__Selected extract__
================
Struggling with Doctrine
“The Bible itself gives us one short prayer which is suitable for all who are struggling with the beliefs and doctrines. It is: ‘Lord I believe, help Thou my unbelief.’ Would something of this sort be any good?: Almighty God, who art the father of lights and who hast promised by the thy dear Son that all who do thy will shall know thy doctrine: give me grace so to live that by daily obedience I daily increase in faith and in the understanding of thy Holy Word, through Jesus Christ our Lord. Amen.” 18 March 1952, p. 172.
Hell-Fire Preaching
“I had no idea your parsons preached Hell-fire; indeed I thought the ordinary presentation of Christianity with you was quite as milk-and-watery as with us, if not more so. We could do with a bit more Hell fire over here.” 22 March 1952, p. 172.
The Holy Spirit
“Accept these sensations with thankfulness as birthday cards from God, but remember that they are only greetings, not the real gift. I mean, the sensations are not the real thing. The real thing is the gift of the Holy Spirit which can’t usually be—perhaps not ever—experienced as a sensation or emotion. . . . It will be there when you can’t feel it. May even be most operative when you can feel it least.” 15 May 1952, p. 191.
================
[Pointing dataset material]
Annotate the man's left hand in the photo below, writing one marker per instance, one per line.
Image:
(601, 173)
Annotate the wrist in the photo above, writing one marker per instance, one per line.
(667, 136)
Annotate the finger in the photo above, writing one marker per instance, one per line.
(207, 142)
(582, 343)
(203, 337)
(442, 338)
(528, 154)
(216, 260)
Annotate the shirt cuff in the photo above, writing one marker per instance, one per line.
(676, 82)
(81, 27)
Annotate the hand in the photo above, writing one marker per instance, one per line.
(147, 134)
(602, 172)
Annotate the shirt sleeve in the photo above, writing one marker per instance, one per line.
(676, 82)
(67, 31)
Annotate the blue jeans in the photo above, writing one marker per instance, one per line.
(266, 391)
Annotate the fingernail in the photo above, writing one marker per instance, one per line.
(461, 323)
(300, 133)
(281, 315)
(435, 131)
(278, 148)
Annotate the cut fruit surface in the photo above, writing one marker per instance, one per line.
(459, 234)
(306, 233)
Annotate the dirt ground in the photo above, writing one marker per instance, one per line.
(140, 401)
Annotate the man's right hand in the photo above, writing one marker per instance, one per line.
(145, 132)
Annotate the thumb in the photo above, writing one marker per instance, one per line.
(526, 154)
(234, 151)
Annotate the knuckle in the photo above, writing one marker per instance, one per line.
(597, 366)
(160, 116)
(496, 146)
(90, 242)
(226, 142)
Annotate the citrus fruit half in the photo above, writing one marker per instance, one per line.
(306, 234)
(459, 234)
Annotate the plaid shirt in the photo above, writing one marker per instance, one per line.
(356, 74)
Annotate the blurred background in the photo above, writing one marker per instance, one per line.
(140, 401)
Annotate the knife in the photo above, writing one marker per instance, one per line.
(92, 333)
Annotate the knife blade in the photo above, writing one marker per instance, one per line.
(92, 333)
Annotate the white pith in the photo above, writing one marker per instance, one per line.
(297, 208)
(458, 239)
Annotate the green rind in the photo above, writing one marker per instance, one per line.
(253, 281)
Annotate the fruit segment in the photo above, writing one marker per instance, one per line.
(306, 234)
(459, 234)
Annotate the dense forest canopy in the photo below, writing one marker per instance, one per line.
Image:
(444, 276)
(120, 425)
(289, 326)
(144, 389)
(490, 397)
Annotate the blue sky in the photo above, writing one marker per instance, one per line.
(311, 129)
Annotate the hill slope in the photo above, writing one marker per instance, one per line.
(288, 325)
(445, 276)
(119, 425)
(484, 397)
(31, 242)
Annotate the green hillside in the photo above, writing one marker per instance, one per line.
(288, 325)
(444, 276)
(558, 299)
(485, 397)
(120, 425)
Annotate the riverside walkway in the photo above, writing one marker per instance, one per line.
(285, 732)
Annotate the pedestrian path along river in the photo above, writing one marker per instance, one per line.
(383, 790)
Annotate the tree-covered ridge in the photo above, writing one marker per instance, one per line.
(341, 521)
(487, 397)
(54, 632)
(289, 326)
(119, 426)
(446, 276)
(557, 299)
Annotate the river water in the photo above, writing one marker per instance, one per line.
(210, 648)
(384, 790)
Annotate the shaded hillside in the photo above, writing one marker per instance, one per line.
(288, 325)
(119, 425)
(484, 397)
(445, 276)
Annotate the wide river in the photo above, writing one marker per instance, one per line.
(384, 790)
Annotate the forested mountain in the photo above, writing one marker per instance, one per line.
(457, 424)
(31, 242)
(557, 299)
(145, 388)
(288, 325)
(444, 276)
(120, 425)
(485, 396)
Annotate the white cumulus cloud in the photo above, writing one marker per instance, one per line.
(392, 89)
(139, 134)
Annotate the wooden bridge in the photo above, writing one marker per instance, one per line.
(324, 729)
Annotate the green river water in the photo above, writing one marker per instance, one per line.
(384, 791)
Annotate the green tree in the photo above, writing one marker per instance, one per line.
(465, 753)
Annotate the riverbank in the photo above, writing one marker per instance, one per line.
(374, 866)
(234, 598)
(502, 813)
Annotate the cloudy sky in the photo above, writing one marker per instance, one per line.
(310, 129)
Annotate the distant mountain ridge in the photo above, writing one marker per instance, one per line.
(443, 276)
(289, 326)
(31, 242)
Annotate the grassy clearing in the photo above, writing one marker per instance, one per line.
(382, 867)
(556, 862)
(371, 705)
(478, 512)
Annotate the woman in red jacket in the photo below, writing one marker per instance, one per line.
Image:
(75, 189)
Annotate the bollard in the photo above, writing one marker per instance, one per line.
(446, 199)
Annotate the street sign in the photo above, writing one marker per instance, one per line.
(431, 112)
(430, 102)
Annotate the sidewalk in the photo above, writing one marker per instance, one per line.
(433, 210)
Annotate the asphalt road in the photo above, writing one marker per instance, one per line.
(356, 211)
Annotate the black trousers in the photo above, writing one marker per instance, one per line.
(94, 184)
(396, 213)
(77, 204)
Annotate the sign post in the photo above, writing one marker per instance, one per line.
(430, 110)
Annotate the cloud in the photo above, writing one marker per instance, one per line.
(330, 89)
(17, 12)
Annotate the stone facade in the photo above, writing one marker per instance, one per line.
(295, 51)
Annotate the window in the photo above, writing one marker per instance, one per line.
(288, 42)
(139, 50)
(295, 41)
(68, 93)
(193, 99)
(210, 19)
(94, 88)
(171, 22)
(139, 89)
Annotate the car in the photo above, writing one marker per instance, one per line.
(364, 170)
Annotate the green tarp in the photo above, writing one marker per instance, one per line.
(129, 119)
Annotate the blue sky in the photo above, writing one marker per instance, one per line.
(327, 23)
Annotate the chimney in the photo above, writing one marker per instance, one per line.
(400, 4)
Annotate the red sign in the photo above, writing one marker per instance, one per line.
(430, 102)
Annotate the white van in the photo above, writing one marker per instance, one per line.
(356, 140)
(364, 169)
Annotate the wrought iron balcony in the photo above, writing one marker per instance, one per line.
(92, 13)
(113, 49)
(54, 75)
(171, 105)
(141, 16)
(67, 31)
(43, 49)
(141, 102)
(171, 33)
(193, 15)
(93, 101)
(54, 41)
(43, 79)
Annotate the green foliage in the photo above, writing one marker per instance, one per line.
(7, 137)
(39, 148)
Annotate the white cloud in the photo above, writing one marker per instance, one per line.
================
__What is required__
In the letter extracts, what short prayer from the Bible is offered as suitable for all who struggle with beliefs and doctrines? This material isn't needed for the task.

__Answer for the task__
"Lord I believe, help Thou my unbelief."